◆ Page ◆
━━━━━━━━━━

Okay, this is the final part of the stories behind the tracks on my album Quiet Storm.  Parts 1, 2 and 3 can be viewed if you click on those little numbers, and I want to thank everyone once and again for supporting my album and my blog.  I really appreciate it, and I hope that these behind-the-music notes have added a little to your enjoyment of my music.  On with the show!

18. Role Model (Interlude)

This was originally an entire song which was a rap song with a sung chorus. You can hear the original full version on my High Fashion mixtape but although the lyrics were kinda cool, I wasn’t too keen on my flow in places and I thought that I would rather not have the raps as part of my album.  Nevertheless, I appreciated the idea of the chorus and feeling misrepresented in society as a young person, a gay man, a singer, my music tastes, where I come from, my heritage… all those things are categorised and yet how many of us actually fit the stereotypes for those categories?  I felt that it led into the next song well, as it is about exposing who I am as a person, and not letting anyone’s pigeon holes or preconceived notions dictate who I am.  This is me, and this is…

19. The Truth

This song is probably the most heartfelt I’ve been in any of my songs recorded to date.  It discusses my relationship with my family, life and death, my emotional state and insecurities, my childhood, my education, and music.  It is the truth of who I am – sometimes we feel sad or hard done by, and other times we remember how happy we have been and whatever happens, we just have to keep going and get on with it anyway.  This song is a bit scratchy due to the fact that I have recorded myself playing acoustic guitar on the track (yes, that is me!) and it didn’t work perfectly, though I think it did the job.  I liked the guitar and the piano and the beat – it combined together well to be a midtempo R&B joint that was musically quite stable and almost sunny, yet anchored in place by some really heavy lyrics.  I thought it would originally have been the album closer, but then you’ll see I changed my mind about that.

20. Last Chance

I wanted the last song proper on the album to be a dance song – something that really went out with a bang! I decided this because sometimes (in keeping with the nocturnal theme of the album) you’re not ready to go home at the end of a night, until the DJ has played one final song that really gets you to annihilate the dancefloor and you can just let yourself go with the music before calling it a wrap.  This song is that song – I was inspired by “Work” by Ciara (sampled on the track!), “Get Me Bodied” by Beyoncé, “Boom Boom Pow” by the Black Eyed Peas and just any song that really makes me want to move.  Other songs sampled in this are Paulina Rubio’s “Sexi Dance” (at the very end when the track fades out) which gives the song a late-night / early morning sensuous hue, and Beethoven’s “Für Elise” – just because it worked! I was crafting this track for a really long time, and between utilising the beat at the end of “All Night Long” to give the album a sense of circularity and closure, and trying to really fire up the beats and make them incendiary, I just tried to be as crazy as possible.  The rap, the off-kilter song structure with multiple hooks and instrumental at the beginning, the extended coda – it’s really going for broke! And that was what I wanted for the last song.

━━━━━━━━━━

◆ Information provided ◆
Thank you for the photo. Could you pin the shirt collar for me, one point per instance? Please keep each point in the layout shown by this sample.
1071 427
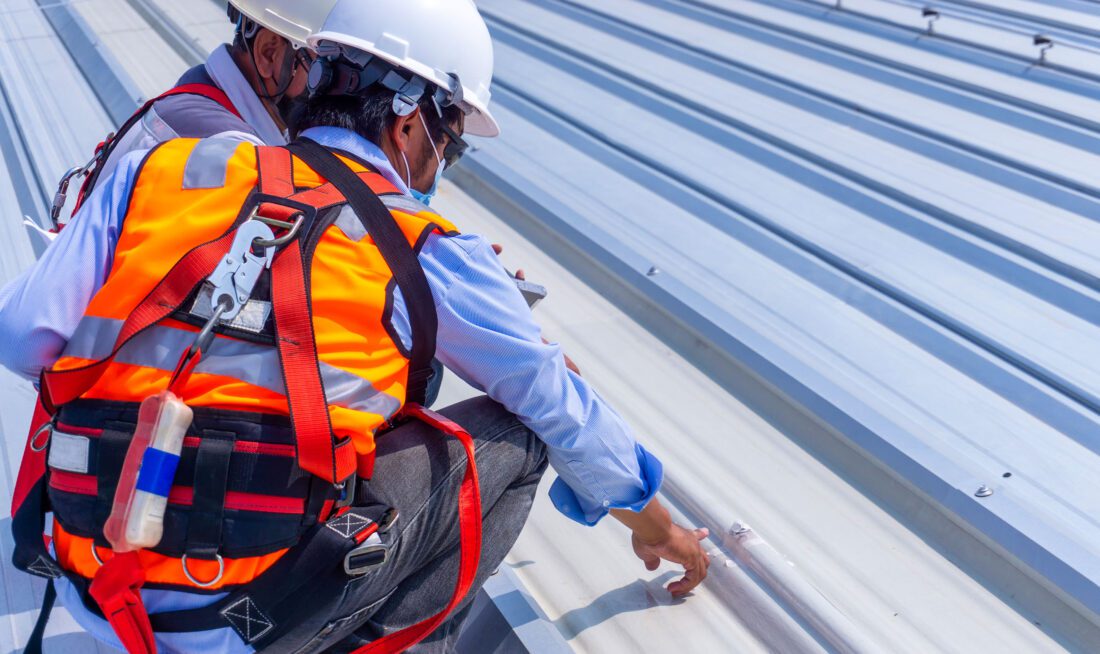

━━━━━━━━━━

◆ Directions ◆
Using the post on the final tracks of Quiet Storm, answer each question briefly.
(a) On which mixtape can the original full version of "Role Model" be heard?
(b) What instrument did the writer record himself playing on "The Truth"?
(c) Which Paulina Rubio song is sampled in "Last Chance," and at what point in the track does it appear?

◆ Output for this task ◆
(a) The High Fashion mixtape.
(b) Acoustic guitar.
(c) "Sexi Dance," at the very end when the track fades out.